Below are the entries to work from; restate word for word the portion that opens with the line containing "Target: child sitting in sled" and closes with the line containing "Mark the person in red", keeping both.
[Opening Supplied data section]
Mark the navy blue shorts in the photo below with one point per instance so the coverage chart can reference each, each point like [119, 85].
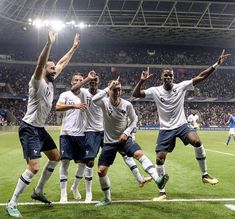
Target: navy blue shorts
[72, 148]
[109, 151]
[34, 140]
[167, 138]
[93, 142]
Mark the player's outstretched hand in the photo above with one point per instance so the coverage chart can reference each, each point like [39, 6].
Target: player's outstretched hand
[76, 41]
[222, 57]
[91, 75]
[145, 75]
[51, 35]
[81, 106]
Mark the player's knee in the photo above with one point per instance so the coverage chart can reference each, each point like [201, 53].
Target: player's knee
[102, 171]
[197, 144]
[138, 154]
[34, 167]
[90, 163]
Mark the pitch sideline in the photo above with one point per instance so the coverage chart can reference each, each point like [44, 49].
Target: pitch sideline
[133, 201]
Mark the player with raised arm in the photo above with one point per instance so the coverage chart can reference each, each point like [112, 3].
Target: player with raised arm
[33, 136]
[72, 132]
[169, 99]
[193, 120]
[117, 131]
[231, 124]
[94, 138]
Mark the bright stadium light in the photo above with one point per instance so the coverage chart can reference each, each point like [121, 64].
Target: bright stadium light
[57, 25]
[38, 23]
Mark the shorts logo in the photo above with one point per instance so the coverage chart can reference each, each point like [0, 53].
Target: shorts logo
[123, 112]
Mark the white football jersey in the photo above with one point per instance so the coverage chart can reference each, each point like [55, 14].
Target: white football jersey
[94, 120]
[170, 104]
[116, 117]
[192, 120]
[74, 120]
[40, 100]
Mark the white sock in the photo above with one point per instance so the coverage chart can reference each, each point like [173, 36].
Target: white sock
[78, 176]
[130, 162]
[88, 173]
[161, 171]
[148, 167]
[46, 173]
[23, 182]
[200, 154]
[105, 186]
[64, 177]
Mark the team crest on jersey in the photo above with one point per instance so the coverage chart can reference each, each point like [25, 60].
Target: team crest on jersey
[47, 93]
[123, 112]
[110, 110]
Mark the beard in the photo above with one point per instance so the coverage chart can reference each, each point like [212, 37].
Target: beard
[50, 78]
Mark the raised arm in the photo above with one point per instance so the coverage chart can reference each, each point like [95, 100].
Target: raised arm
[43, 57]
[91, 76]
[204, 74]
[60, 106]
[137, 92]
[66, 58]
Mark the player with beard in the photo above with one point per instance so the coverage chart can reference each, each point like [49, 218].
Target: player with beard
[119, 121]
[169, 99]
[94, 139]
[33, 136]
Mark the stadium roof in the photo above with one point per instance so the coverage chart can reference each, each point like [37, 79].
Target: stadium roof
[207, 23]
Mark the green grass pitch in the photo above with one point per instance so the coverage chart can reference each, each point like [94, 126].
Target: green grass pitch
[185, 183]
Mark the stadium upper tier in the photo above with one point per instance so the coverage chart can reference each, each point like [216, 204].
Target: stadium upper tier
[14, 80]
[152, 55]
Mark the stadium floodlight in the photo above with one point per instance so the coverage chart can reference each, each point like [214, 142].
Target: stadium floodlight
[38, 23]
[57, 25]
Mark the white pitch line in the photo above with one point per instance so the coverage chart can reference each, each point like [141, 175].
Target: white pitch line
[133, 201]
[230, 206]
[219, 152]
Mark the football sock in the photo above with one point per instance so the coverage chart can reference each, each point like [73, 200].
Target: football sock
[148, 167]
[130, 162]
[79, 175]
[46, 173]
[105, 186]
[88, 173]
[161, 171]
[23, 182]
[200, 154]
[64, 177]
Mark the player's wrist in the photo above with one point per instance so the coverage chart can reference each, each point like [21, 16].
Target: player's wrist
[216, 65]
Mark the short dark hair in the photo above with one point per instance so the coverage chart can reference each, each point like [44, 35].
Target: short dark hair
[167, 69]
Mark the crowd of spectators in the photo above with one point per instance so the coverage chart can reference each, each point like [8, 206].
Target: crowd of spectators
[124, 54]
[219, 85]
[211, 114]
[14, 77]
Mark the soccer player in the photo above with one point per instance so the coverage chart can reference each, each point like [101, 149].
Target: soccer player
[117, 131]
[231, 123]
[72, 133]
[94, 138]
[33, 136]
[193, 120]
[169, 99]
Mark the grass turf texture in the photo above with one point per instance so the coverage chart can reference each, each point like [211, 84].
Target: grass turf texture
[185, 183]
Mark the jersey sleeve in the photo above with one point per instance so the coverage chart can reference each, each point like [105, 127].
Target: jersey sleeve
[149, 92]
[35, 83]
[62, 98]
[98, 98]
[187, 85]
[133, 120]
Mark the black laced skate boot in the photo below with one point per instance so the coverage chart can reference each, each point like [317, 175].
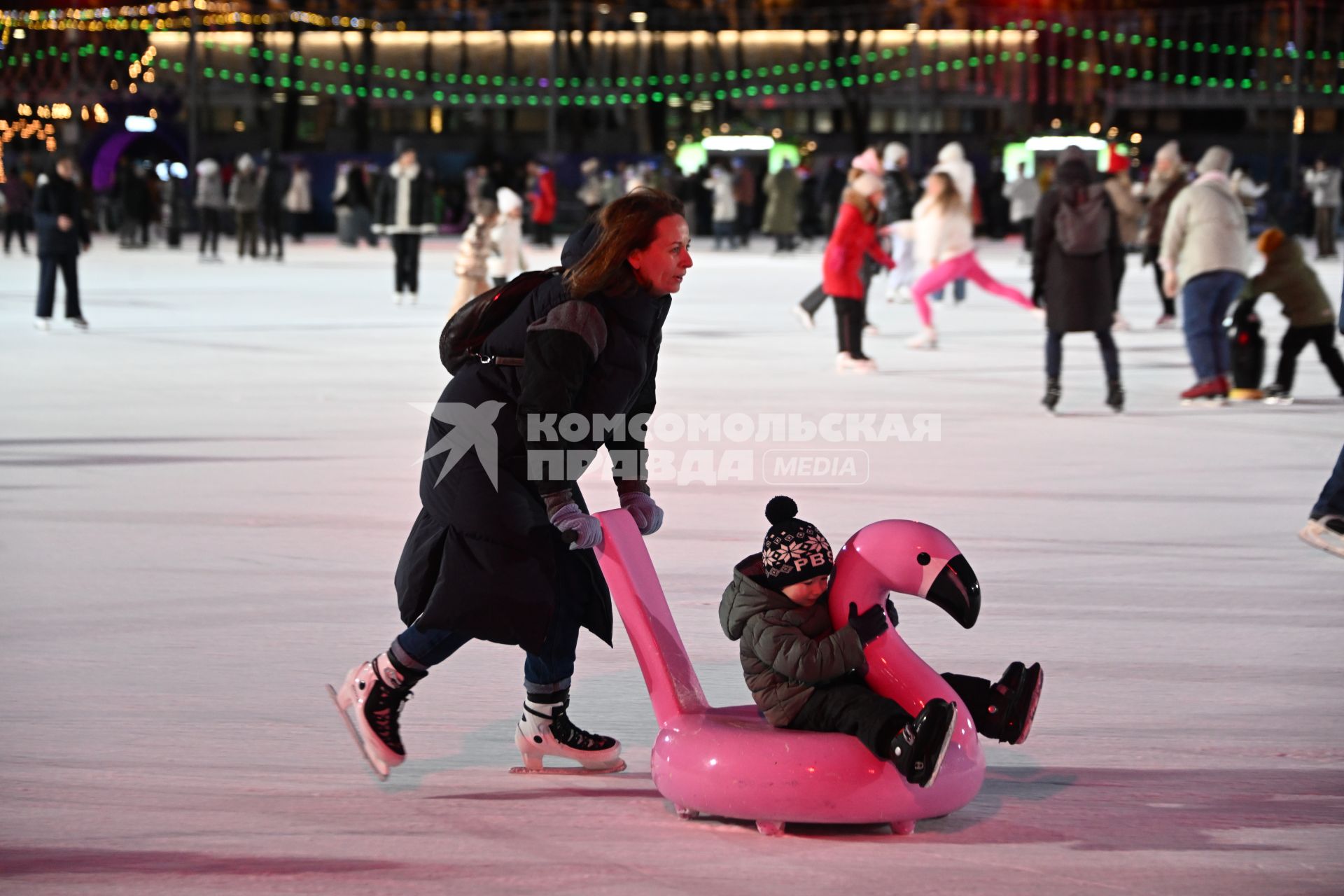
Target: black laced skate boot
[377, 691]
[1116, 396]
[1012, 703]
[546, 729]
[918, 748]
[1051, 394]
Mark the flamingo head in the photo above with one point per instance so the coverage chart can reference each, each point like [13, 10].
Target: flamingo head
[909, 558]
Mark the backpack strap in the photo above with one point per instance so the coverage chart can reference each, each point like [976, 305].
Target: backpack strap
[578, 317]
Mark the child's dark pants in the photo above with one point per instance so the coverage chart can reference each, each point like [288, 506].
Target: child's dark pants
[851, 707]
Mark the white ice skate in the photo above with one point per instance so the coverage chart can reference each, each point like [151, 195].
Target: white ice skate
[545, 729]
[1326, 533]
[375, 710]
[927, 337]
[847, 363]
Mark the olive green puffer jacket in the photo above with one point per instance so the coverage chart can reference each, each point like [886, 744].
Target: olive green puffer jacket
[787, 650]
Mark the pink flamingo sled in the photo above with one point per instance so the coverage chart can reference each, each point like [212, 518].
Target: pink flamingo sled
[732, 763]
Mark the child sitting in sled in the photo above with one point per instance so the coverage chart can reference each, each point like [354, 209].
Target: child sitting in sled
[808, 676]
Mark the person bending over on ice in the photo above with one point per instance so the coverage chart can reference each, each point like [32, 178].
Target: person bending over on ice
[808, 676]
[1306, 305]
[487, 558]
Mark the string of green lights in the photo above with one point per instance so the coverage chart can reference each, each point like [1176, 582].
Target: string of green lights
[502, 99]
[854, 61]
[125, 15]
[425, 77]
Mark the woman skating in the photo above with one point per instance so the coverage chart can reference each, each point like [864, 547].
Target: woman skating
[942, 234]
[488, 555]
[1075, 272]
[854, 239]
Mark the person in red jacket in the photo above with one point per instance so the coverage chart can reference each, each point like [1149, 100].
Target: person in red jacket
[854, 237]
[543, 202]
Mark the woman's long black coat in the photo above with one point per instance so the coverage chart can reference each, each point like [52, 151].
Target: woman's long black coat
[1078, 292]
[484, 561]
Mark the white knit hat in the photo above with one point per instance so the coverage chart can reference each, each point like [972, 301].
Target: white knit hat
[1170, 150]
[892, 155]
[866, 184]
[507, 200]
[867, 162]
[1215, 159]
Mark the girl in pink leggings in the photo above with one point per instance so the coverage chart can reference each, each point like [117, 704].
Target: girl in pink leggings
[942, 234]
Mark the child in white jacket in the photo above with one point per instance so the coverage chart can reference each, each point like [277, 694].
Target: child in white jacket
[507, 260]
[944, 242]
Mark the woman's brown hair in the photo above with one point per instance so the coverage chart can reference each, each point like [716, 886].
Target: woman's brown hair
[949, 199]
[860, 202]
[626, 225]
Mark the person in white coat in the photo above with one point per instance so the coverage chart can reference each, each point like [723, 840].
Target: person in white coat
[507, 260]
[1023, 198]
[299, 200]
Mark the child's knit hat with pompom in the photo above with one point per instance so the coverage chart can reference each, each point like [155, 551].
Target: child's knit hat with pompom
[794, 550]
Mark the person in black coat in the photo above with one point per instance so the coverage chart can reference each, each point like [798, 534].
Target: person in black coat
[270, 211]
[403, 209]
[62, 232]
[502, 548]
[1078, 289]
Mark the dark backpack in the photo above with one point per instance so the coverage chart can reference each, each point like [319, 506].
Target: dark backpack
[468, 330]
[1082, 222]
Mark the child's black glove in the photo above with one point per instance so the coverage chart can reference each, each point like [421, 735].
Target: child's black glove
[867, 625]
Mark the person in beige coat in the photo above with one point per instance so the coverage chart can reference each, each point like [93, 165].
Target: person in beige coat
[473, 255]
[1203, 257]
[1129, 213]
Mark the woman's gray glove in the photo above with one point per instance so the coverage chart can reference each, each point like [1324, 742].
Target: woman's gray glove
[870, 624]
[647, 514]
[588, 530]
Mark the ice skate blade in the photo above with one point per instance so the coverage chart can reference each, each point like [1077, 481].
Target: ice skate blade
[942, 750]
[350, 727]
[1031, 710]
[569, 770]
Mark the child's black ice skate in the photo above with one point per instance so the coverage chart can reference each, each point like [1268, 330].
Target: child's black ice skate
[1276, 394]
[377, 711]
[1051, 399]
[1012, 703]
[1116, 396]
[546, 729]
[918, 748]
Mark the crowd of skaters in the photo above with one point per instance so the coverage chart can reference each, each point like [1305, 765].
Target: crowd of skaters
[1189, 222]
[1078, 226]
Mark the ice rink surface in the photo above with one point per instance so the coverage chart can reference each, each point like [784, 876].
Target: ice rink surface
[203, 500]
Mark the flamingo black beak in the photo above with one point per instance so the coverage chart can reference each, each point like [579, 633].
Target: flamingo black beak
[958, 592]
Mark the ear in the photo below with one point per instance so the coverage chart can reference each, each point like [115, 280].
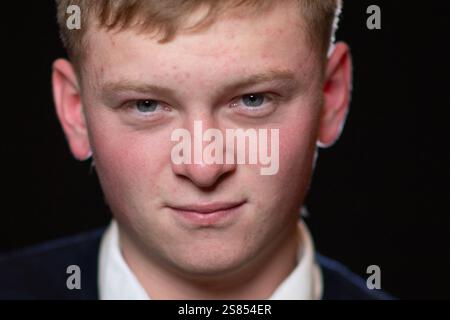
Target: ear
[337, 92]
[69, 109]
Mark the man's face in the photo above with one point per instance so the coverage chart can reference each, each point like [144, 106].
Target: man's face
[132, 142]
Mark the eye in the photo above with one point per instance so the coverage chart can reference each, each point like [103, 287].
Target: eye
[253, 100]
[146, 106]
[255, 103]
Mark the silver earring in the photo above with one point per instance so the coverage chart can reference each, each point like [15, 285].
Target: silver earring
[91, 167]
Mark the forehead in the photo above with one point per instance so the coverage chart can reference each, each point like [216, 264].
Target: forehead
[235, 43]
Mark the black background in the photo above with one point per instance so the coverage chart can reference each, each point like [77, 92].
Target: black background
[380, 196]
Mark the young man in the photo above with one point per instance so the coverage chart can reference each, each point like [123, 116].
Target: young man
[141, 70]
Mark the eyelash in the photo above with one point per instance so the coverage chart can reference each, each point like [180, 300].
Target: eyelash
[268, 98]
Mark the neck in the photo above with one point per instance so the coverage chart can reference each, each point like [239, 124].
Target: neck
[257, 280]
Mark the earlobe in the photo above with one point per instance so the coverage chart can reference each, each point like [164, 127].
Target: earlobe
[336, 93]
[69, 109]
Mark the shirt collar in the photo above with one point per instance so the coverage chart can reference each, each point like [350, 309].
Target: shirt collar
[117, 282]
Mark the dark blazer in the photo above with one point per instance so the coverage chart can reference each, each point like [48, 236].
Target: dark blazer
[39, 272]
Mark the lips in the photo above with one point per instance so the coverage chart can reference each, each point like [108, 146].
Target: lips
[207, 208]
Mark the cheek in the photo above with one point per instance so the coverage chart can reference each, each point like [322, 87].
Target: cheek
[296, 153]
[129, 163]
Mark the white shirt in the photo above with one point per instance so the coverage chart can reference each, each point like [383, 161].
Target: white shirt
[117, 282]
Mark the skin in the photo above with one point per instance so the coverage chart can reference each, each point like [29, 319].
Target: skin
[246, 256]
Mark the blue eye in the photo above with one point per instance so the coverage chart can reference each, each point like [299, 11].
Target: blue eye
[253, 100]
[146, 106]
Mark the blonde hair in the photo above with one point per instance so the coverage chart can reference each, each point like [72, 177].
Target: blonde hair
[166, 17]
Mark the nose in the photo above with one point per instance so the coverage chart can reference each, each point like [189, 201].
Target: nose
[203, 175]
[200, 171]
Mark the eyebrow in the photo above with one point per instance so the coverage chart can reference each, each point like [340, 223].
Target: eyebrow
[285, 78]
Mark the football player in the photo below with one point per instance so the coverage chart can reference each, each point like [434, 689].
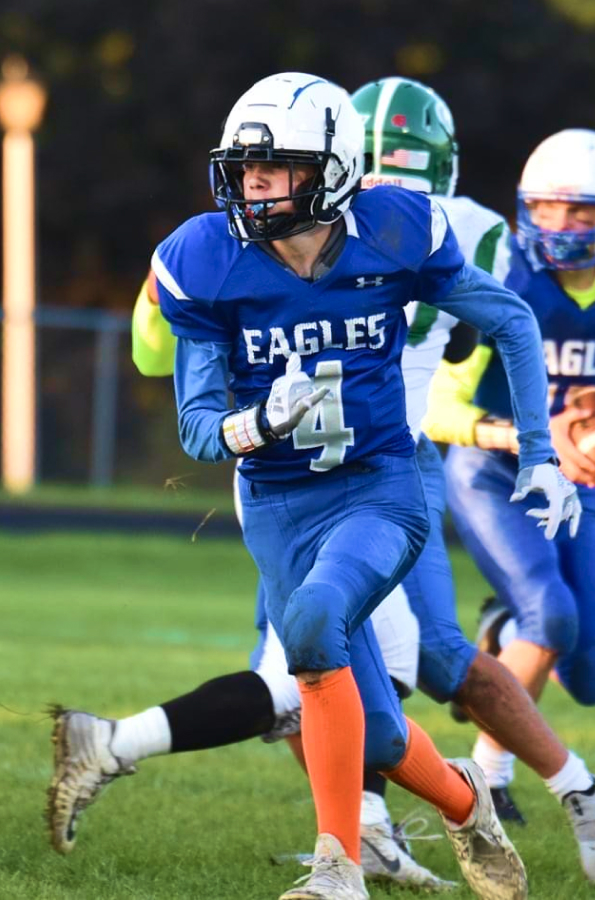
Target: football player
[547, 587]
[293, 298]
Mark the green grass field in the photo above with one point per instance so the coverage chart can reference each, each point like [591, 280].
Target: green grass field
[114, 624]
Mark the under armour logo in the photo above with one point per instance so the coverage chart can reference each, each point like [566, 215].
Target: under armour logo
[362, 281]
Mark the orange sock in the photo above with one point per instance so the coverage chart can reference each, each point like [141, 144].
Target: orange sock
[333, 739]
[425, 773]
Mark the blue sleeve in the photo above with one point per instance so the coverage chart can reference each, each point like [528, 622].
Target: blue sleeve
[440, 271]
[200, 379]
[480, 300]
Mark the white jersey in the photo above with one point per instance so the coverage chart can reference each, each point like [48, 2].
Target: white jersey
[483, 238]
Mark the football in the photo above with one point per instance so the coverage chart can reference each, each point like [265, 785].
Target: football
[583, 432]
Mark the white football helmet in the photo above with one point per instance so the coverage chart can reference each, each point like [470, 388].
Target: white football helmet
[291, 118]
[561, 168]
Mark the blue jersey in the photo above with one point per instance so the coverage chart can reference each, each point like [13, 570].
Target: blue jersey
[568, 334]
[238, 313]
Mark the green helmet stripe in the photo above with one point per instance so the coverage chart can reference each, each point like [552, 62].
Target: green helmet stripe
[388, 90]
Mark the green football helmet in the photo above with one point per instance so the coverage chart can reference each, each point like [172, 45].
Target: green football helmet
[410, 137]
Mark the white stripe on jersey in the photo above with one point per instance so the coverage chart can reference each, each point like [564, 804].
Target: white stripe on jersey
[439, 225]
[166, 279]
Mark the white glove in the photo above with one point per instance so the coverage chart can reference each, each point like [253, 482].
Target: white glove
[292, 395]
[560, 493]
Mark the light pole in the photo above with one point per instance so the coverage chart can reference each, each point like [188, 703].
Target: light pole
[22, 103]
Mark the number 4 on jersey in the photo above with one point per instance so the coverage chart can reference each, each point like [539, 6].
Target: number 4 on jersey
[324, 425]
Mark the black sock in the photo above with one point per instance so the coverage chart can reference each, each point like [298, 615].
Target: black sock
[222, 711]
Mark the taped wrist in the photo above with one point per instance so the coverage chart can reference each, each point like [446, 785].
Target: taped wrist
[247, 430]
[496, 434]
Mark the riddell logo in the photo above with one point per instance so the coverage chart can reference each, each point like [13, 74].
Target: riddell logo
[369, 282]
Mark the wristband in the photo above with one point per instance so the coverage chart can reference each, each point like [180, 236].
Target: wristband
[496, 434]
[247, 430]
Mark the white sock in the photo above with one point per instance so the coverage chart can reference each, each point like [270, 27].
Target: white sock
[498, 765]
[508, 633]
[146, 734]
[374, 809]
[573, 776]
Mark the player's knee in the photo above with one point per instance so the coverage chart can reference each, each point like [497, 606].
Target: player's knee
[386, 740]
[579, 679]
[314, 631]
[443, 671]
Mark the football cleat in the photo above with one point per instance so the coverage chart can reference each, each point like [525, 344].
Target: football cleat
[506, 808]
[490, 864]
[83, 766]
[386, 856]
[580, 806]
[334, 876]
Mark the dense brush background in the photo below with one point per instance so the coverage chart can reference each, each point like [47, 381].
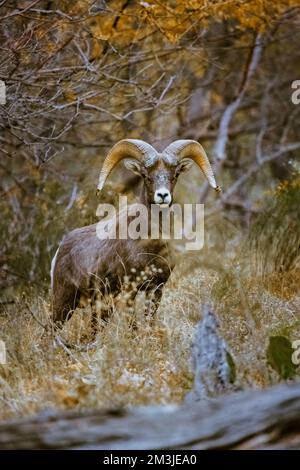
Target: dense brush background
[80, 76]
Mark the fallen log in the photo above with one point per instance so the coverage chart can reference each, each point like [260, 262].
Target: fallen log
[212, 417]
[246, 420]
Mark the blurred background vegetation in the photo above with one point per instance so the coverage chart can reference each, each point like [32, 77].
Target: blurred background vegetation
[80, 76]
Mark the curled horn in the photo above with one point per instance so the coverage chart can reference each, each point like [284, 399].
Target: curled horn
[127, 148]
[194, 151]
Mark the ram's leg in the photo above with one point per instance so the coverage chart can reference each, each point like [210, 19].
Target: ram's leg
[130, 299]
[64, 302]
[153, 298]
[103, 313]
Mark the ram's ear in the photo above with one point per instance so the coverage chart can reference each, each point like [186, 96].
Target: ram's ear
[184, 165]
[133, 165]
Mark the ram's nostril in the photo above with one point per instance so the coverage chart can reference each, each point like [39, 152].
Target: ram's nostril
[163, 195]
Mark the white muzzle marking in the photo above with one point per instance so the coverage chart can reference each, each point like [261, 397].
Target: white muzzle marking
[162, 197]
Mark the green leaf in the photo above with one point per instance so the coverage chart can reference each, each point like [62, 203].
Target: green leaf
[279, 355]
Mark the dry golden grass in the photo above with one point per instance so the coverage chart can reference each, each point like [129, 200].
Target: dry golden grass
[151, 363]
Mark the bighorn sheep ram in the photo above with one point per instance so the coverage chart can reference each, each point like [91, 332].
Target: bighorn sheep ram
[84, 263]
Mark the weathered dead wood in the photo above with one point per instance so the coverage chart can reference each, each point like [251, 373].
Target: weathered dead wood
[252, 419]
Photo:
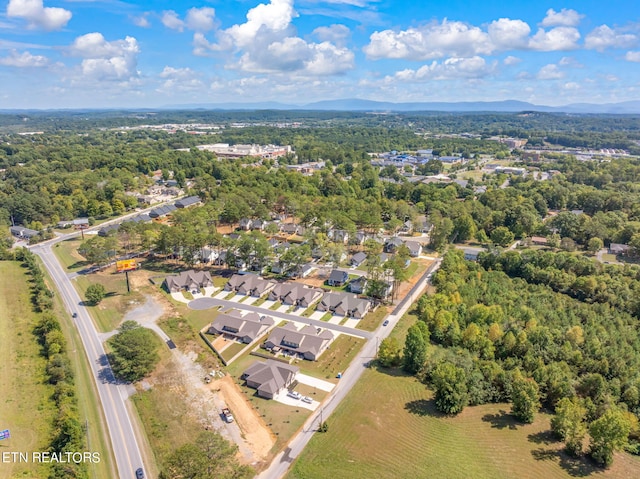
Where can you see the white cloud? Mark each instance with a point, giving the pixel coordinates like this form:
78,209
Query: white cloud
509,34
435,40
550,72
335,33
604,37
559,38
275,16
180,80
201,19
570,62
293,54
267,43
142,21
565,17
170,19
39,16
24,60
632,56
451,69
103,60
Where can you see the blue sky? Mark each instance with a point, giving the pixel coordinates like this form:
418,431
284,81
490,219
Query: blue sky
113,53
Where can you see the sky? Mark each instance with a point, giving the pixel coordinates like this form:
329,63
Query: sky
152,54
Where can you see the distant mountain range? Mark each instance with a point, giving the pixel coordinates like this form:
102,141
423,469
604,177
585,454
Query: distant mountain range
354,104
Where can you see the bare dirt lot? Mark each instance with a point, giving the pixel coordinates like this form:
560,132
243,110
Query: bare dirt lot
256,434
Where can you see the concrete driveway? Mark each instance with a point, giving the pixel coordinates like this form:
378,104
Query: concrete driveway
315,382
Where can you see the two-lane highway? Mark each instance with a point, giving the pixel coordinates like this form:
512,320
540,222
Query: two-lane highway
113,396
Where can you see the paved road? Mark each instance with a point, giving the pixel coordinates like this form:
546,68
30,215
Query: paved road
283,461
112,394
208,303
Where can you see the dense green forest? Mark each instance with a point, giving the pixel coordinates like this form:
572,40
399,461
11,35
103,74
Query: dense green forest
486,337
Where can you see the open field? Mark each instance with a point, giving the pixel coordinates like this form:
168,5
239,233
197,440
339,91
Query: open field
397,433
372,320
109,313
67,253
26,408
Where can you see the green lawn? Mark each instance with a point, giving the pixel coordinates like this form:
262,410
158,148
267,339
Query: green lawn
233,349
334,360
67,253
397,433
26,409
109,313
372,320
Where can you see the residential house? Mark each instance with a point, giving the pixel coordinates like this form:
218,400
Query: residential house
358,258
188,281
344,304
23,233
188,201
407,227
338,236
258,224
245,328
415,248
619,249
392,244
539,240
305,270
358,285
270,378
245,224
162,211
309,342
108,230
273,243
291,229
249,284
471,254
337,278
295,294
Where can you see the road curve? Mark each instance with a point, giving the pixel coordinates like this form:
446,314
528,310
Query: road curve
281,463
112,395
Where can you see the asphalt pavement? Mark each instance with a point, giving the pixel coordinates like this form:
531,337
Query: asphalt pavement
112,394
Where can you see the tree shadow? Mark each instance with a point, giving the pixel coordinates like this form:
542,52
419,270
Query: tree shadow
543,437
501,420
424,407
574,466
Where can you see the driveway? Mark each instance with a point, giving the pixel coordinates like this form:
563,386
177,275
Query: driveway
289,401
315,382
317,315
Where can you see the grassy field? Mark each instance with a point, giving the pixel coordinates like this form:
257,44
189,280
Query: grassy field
[Closing Supplied data section]
- Answer to this exercise -
Target: child sitting in sled
[808, 676]
Mark the person bending over on ice in the photo above with one point per instance so the coverage chart can reference each, each point like [32, 178].
Target: person bending over on ice
[808, 676]
[1306, 305]
[487, 558]
Mark the string of green lights in the photo above with one point per instance so the coverage chart can reference each, each point like [1176, 582].
Target: string of green lights
[502, 99]
[854, 61]
[125, 15]
[425, 77]
Mark the woman skating in the photo above with one point per instance so the coverage chart can reference each, each point like [864, 547].
Target: woman skating
[942, 234]
[488, 555]
[1075, 272]
[854, 239]
Mark the person in red jacket in the photo above with one point per instance so the coverage chart can reference each, each point like [1149, 100].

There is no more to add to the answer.